**The problem**
Below are some records; return each one exactly.

......

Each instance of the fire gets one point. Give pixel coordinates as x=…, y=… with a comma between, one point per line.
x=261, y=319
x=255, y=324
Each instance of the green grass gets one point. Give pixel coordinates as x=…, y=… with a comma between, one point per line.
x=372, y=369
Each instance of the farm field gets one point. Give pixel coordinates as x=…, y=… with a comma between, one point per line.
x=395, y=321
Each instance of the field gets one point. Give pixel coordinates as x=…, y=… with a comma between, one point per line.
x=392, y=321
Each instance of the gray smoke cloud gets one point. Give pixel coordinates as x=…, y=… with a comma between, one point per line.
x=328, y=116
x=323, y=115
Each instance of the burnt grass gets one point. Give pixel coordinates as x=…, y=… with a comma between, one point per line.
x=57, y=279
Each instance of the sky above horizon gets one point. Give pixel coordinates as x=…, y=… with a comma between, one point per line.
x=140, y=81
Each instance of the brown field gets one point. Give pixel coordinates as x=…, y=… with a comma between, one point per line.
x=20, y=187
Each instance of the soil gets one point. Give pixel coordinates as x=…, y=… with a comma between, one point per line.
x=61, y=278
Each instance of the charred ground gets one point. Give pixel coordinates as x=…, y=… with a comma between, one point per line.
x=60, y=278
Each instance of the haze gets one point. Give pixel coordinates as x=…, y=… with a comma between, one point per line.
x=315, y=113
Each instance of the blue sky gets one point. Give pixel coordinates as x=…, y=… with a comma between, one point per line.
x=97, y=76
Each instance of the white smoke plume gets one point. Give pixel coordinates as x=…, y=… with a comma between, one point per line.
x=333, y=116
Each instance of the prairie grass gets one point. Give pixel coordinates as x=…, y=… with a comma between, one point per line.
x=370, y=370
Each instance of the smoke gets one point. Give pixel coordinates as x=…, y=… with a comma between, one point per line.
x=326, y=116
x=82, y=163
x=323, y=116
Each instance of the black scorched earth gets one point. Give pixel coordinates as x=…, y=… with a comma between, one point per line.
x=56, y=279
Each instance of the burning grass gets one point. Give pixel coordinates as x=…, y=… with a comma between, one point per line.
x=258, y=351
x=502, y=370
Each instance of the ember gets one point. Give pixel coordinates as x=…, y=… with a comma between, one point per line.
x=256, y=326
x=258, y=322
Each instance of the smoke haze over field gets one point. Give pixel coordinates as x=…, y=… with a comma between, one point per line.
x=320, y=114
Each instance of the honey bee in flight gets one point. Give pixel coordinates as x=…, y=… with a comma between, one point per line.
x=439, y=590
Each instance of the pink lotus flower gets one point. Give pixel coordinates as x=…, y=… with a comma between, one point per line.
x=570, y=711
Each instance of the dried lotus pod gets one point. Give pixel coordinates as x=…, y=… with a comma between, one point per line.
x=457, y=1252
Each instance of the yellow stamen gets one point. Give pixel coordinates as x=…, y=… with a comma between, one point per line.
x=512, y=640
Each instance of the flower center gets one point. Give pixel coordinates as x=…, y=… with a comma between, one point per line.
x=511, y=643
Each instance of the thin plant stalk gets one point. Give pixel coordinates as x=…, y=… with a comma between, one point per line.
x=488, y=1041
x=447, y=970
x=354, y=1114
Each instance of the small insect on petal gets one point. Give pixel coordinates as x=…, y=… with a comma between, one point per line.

......

**Output of the task**
Each instance of the fire gets one point. Give pixel coordinates as x=…, y=… with a comma between, one point per line.
x=261, y=319
x=255, y=324
Each instance of the green grass gets one point. Give pixel coordinates as x=…, y=… with a comma between, one point per line.
x=372, y=369
Each instance of the farm field gets one point. Give pixel coordinates as x=…, y=… with a comma between, one point per line.
x=395, y=321
Each instance of the field gets one point. Give pixel coordinates as x=…, y=… with a comma between, one point per line.
x=392, y=321
Each instance of the gray smoke cloud gets one point. Give pixel coordinates as x=…, y=… with a comma between, one point per line.
x=328, y=116
x=323, y=115
Each instance of the burnt grass gets one point. Give pixel coordinates as x=…, y=… with a comma between, one point per line.
x=57, y=279
Each instance of the sky above horizon gets one point. Give pixel coordinates as x=…, y=… with a comma between, one point per line.
x=140, y=81
Each instance of the brown field gets one point. Give pixel coordinates as x=…, y=… with a comma between, one point per line.
x=20, y=187
Each instance of the soil gets one point. Give pixel coordinates as x=…, y=… with a comma between, one point per line.
x=61, y=278
Each instance of the charred ground gets one point. Give pixel coordinates as x=…, y=… with a comma between, one point per line.
x=60, y=278
Each instance of the haze gets one point. Give pixel coordinates as x=…, y=… with a comma between, one point per line.
x=315, y=113
Each instance of the blue sky gets one point. Give pixel coordinates as x=…, y=… with a comma between, one point per line.
x=97, y=76
Each instance of the white smoke plume gets one point. Give pixel coordinates as x=…, y=… with a comma between, one point per line.
x=333, y=116
Each instance of the prairie grass gets one point. Give pixel coordinates as x=…, y=… with a comma between, one point per line.
x=370, y=370
Each instance of the smoke gets one point. Give pixel coordinates as x=…, y=… with a comma between, one point per line.
x=326, y=116
x=82, y=163
x=323, y=116
Each instance of the black scorched earth gets one point. Give pixel coordinates as x=…, y=… with a comma between, one point per line.
x=56, y=279
Each instance of the burning grass gets one point. Give pixel coordinates as x=…, y=… with a comma between, one point per line.
x=258, y=351
x=502, y=370
Each instance of the ember gets one point. Give pixel coordinates as x=…, y=… with a comma between, one point per line.
x=256, y=326
x=258, y=322
Each instance of the smoke haze over field gets one point. Give pixel coordinates as x=…, y=… with a comma between, one point per line.
x=320, y=114
Each instance of the honey bee in flight gets one point. Give pixel coordinates as x=…, y=… with a comma between, one point per line.
x=439, y=590
Each instance of the pink lotus flower gets one point. Give pixel coordinates as x=…, y=… with a comma between, one point per line.
x=570, y=711
Each instance of the dried lotus pod gets one point. Give pixel coordinates as x=…, y=… with a comma between, one point per line.
x=457, y=1252
Each instance of the yellow stamen gets one point. Give pixel coordinates as x=…, y=… with a comma between, one point per line.
x=512, y=640
Each instance of the flower center gets one point. Give pixel coordinates as x=…, y=… with a comma between, one point per line.
x=511, y=643
Each instance of the thin plant stalk gets one point. Give pixel coordinates as x=…, y=… with a comma between, one point per line.
x=488, y=1041
x=447, y=970
x=354, y=1114
Each instance of the small insect on petal gets one point. Give pixel coordinates as x=…, y=… with a comma between, one point per line.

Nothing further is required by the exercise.